**Questions:**
a – In the text on the history of Senno, what gave the town its name?
b – Write a continuation of the text on the history of Senno, starting right after its final sentence.

======== Document segment

The village is first mentioned in a document of 1442. Fairs were held there, and a lively hay market gave it its name (сена sena 'hay'). The town was repeatedly ravaged during the Muscovite–Lithuanian Wars in the 16th century. It was a private town of nobility, including the Sapieha, Korsak, Ważyński, Lubecki, Tyszkiewicz, Ogiński and Sierakowski families. It was administratively located in the Vitebsk Voivodeship of the Polish–Lithuanian Commonwealth. In 1609, the local landmark Holy Trinity church was founded by Eustachy Kurcz and Regina Kurcz, and then rebuilt in 1772 by the Ogińskis. In 1772, a relic of Saint Venantius Fortunatus, gifted by Pope Clement XIV to Prince Ogiński, was placed in the church.

Following the First Partition of Poland in 1772 it became part of the Russian Empire. In 1781, the current coat of arms was granted.

In 1924, Senno became part of the Byelorussian Soviet Socialist Republic. During World War II, it was the site of a major tank battle in July 1941. A Nazi prison was operated in the town.

== Notable people ==
Source:
- Evgeny Radkevich (1937–1999) was a Belarusian writer, teacher, journalist, and member of the USSR Writers' Union. Radkevich published his first short story in the magazine Maladosc in 1961. He taught in the Department of Radio and Television at Belarusian State University.

================
======== Dataset content

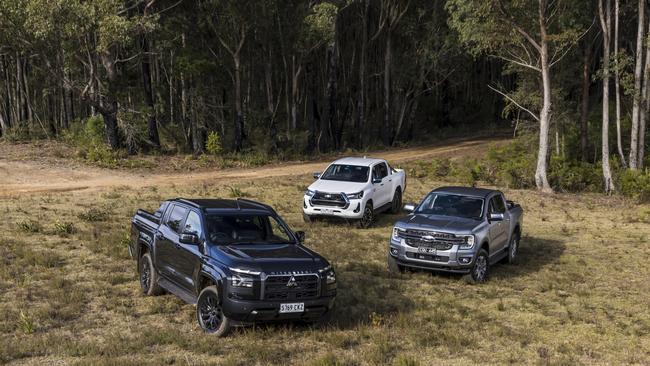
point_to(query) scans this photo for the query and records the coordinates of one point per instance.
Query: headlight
(242, 277)
(396, 232)
(468, 241)
(355, 196)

================

**List of answers:**
a – A lively hay market gave the town its name (сена sena 'hay').

b –
- Ales Zhavruk (1910–1942) was a Belarusian poet. He published his poems and essays in frontline publications. He authored poetry collections "Streams" and "The Dnieper Overflows Its Banks." In 1939, he co-authored the children's poem "My Comrade" with poet Andrei Ushakov.
- Mikhail Belsky (1921–1988) was a Belarusian artist and graphic artist. He worked in easel and book graphics, using watercolors, etching, lithography, and woodcuts. He illustrated the books "Kali Zlivayutstsa Reki" (The Rivers Are Flying) by P. Brovka, "Poems" and "Verses, Poems" by Yanka Kupala, and "Ukrainian Folk Tales."
- Irina Leshchenko (born 1991) is a Belarusian biathlete and the 2018 Olympic relay champion. She made her international competition debut in 2009 at the World Junior Championships. In the 2017/2018 season, she placed second in the mass start at the Annecy World Cup.
- Dora Kroz (1909 – 1997) is a Belarusian opera singer (lyric-coloratura soprano). Soloist of the State Opera and Ballet Theater of Belarus. Among the best parts: Marfochka (Alesya by E. Tikotsky), Marfa (The Tsar’s Bride by N. Rimsky-Korsakov), Micaela (Carmen by G. Bizet).